▶ [OBJECTIVE]
Copy the data below with each "Target" changed to "Object" and nothing else altered. Omit the pictures from your copy.

Collection entries:
------------------------------------
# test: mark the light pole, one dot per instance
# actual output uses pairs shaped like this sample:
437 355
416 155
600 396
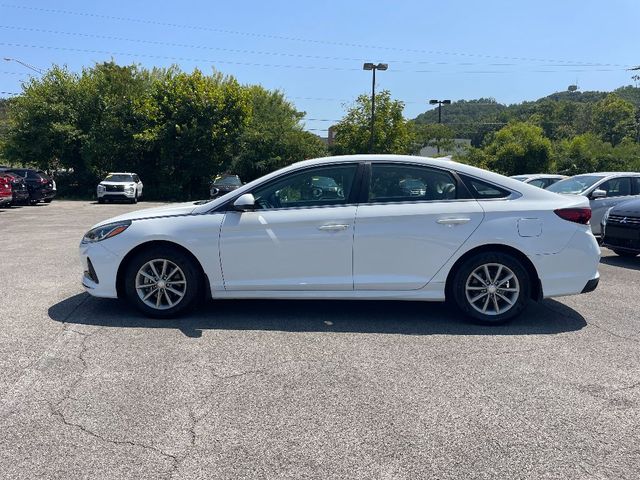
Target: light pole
35 69
373 67
440 103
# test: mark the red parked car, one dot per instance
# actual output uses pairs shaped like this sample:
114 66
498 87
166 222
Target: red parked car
------------------------------------
▶ [EXPECTED OUTPUT]
# test: mark the light pole, one dot per instance
# actual output uses pairs shaped like this sample:
437 355
416 155
600 396
Object: light pole
35 69
373 67
440 103
# test: mark the red parked car, one dot per instance
# actual output uses pairs shaped like this sample:
114 66
498 87
166 222
Object: red parked car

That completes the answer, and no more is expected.